Start of Block

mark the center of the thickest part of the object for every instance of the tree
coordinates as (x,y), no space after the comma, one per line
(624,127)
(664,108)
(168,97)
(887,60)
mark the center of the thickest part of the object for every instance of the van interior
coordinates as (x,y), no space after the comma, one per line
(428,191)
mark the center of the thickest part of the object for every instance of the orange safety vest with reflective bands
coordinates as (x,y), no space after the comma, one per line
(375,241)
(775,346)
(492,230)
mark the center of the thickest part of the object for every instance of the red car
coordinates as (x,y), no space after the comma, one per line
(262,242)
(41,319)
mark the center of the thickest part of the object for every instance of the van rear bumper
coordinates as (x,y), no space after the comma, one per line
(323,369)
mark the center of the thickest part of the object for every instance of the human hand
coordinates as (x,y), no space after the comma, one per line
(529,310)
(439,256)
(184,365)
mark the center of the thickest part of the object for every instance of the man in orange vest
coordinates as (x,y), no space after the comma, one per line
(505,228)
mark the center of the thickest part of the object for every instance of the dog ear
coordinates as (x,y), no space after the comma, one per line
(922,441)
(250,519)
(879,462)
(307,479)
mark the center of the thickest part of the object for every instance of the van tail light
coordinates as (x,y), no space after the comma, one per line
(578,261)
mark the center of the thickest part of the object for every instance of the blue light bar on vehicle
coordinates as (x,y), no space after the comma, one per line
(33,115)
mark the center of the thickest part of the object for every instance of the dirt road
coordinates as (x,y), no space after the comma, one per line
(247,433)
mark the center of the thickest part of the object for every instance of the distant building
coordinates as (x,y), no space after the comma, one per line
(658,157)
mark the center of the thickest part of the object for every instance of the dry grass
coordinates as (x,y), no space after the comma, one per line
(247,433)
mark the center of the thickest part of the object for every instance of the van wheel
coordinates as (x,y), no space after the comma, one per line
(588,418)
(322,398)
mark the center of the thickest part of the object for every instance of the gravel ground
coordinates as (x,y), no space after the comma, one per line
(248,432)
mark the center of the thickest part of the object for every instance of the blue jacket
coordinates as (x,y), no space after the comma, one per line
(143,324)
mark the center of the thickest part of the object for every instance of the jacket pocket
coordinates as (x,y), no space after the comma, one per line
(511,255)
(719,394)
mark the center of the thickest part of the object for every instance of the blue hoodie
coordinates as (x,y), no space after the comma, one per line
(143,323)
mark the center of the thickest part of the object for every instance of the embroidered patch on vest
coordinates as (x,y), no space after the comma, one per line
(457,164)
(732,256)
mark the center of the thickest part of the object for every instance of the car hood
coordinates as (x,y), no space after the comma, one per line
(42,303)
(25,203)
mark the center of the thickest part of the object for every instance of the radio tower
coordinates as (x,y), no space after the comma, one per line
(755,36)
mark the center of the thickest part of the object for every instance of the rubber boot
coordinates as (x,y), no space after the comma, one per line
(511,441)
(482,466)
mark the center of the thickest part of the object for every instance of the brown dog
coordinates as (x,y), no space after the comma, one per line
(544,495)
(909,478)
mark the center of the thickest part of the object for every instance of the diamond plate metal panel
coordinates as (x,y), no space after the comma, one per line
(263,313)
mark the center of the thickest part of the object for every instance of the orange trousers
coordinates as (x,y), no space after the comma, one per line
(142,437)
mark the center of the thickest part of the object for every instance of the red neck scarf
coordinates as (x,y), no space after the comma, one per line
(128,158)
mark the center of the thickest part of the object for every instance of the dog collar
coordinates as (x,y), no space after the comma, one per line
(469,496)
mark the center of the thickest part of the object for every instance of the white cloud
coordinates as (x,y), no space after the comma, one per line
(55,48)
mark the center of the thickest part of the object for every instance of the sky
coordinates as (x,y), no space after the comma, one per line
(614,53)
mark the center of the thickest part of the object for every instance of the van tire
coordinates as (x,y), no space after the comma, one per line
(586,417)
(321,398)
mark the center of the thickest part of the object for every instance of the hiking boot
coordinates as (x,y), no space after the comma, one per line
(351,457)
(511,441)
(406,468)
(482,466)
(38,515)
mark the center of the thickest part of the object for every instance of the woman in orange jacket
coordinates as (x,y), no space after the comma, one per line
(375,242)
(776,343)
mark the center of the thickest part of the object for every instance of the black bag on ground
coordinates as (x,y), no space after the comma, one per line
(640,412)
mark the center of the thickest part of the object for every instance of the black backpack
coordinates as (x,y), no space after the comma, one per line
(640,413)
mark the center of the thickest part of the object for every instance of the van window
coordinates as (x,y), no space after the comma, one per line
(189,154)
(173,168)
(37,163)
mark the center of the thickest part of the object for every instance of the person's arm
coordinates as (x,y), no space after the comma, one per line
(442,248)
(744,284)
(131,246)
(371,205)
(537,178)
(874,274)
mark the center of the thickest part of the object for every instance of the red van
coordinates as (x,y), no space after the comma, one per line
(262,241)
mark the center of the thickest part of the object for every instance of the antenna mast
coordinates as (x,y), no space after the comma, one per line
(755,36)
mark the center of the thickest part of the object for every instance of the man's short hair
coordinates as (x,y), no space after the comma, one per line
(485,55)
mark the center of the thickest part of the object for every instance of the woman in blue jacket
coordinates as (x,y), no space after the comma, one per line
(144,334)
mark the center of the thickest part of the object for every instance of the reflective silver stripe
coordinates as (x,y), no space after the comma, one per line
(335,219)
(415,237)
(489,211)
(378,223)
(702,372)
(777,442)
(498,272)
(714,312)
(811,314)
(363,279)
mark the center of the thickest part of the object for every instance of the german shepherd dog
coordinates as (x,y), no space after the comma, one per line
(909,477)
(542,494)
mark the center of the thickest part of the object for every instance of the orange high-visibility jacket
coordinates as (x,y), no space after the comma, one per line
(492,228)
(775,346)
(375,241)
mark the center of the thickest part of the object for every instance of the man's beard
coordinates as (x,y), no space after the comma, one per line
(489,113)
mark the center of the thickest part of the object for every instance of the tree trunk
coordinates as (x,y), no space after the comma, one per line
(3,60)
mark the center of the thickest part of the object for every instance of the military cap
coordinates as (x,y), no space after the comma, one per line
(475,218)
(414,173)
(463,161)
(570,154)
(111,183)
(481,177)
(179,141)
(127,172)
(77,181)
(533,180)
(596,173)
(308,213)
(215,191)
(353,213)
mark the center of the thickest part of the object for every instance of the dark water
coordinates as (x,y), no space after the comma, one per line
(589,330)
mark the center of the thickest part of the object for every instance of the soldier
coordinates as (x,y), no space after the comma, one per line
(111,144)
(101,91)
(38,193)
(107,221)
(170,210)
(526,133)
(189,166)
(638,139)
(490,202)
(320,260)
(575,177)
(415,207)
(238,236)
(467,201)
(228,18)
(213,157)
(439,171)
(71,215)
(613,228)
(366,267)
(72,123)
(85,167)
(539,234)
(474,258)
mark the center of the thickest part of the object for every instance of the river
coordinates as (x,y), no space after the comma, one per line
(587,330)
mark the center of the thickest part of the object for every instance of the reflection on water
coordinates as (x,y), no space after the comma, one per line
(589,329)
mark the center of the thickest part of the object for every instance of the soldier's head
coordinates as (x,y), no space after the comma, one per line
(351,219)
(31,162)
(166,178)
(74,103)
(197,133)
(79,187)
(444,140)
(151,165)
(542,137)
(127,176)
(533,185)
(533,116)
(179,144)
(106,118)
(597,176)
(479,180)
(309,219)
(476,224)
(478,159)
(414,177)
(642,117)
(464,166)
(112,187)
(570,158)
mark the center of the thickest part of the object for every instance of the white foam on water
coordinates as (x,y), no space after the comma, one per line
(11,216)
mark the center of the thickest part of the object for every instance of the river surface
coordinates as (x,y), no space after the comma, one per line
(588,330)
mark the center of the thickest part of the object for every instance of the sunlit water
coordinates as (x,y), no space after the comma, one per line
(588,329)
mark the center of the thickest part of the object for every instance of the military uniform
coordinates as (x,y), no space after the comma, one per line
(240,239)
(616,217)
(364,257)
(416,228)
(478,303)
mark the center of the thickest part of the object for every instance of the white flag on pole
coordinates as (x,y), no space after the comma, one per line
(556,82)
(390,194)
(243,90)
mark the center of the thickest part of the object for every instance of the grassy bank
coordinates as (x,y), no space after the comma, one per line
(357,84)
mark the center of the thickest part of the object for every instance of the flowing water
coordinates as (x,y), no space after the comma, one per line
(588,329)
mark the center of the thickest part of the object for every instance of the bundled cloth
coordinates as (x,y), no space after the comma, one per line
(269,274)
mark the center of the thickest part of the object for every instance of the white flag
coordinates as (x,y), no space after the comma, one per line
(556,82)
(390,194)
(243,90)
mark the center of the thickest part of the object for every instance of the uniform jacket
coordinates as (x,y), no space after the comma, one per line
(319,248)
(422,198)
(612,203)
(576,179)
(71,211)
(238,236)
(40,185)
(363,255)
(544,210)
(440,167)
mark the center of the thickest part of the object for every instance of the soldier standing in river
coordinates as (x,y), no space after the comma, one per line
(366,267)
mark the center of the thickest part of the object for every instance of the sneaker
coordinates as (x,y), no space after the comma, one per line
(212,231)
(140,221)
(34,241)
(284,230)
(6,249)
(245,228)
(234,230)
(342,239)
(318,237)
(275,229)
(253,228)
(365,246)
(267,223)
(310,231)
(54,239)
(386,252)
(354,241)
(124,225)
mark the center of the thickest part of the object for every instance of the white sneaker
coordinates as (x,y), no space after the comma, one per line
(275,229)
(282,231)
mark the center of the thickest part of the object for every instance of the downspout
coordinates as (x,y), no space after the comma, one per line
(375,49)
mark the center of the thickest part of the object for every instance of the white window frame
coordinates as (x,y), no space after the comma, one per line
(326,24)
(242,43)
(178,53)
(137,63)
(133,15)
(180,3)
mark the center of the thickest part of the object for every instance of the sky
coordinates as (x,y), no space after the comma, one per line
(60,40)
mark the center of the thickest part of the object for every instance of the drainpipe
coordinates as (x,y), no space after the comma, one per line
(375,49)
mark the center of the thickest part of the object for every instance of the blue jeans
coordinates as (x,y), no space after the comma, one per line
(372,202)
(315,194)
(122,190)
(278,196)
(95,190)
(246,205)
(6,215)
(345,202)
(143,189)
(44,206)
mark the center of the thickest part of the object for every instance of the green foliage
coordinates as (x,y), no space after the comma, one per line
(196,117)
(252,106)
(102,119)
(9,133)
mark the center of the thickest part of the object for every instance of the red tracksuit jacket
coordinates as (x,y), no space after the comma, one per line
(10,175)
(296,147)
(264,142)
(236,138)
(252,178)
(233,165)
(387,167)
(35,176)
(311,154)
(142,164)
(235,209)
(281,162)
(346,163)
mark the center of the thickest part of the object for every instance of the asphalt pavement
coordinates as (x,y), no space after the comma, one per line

End of Block

■ Try it
From the line containing "red tracksuit jacket" through the last line of the entries above, print each line exactly as it stands.

■ Reply to the exercise
mark the center of the thickest part of the object for every instance of the red tracksuit jacket
coordinates as (x,y), no space after the comma, one per line
(10,175)
(296,147)
(264,142)
(236,138)
(252,178)
(233,165)
(387,167)
(35,176)
(311,154)
(142,164)
(235,209)
(281,162)
(346,163)
mark the center of the thickest part of the object for every instance of the asphalt pavement
coordinates as (x,y), no space after the comma, one per line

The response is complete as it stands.